Page extract:
BEGIN
Here’s how I’d aim for a second income of £1,000 a month, with just £10 a day

How much do we need to build a decent second income? With enough time, we could do it with a surprisingly small but regular amount. Here’s how.

| More on:

The content of this article was relevant at the time of publishing. Circumstances change continuously and caution should therefore be exercised when relying upon any content contained within this article.

Image source: Getty Images

When investing, your capital is at risk. The value of your investments can go down as well as up and you may get back less than you put in.

Read More

The content of this article is provided for information purposes only and is not intended to be, nor does it constitute, any form of personal advice. Investments in a currency other than sterling are exposed to currency exchange risk. Currency exchange rates are constantly changing, which may affect the value of the investment in sterling terms. You could lose money in sterling even if the stock price rises in the currency of origin. Stocks listed on overseas exchanges may be subject to additional dealing and exchange rate charges, and may have other tax implications, and may not provide the same, or any, regulatory protection as in the UK.

You’re reading a free article with opinions that may differ from The Motley Fool’s Premium Investing Services. Become a Motley Fool member today to get instant access to our top analyst recommendations, in-depth research, investing resources, and more. Learn More.
END
List of tasks:
1. Quote the second-income page from "How much do" up to and including "you put in.".
2. What daily amount does the second-income page suggest for reaching a second income of £1,000 a month?
The rows after this page play no part in the work on it.

Records shown:
BEGIN
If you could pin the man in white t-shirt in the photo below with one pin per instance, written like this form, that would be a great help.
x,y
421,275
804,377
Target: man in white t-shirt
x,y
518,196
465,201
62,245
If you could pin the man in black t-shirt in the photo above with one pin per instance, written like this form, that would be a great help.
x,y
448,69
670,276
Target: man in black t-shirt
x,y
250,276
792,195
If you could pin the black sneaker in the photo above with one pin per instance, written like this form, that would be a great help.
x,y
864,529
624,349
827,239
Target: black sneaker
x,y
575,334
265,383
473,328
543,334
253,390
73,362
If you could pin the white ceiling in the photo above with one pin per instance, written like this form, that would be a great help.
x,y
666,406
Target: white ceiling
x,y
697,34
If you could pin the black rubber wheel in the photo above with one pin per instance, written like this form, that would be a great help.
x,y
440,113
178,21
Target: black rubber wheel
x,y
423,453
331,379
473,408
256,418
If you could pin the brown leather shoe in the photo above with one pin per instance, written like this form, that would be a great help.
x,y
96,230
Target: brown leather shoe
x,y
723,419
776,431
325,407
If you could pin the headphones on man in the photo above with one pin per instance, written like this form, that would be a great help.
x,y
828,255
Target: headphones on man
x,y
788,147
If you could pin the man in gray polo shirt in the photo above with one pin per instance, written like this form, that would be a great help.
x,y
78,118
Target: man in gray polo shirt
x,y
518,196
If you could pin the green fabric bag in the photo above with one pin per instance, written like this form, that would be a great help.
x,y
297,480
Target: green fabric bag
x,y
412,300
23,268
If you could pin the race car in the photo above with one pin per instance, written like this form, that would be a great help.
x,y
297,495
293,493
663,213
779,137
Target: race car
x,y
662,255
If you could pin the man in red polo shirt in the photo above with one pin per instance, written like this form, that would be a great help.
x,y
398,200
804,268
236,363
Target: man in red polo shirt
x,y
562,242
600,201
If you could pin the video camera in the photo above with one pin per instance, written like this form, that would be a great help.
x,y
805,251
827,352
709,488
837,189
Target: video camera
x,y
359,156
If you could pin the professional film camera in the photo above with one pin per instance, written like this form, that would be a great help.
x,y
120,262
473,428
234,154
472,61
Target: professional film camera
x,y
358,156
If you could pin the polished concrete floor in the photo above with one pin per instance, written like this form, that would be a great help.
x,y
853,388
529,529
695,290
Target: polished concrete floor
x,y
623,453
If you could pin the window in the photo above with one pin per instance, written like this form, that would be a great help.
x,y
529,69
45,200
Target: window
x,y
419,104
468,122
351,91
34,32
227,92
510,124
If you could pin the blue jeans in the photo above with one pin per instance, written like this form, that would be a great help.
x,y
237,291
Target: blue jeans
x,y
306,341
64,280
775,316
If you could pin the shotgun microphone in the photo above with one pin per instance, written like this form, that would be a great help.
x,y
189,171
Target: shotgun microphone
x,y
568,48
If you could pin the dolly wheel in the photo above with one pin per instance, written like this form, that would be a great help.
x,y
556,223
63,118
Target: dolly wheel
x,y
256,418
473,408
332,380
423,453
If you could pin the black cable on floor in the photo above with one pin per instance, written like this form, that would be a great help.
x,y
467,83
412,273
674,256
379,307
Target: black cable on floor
END
Solutions:
1.
How much do we need to build a decent second income? With enough time, we could do it with a surprisingly small but regular amount. Here’s how.

| More on:

The content of this article was relevant at the time of publishing. Circumstances change continuously and caution should therefore be exercised when relying upon any content contained within this article.

Image source: Getty Images

When investing, your capital is at risk. The value of your investments can go down as well as up and you may get back less than you put in.

2. £10 a day.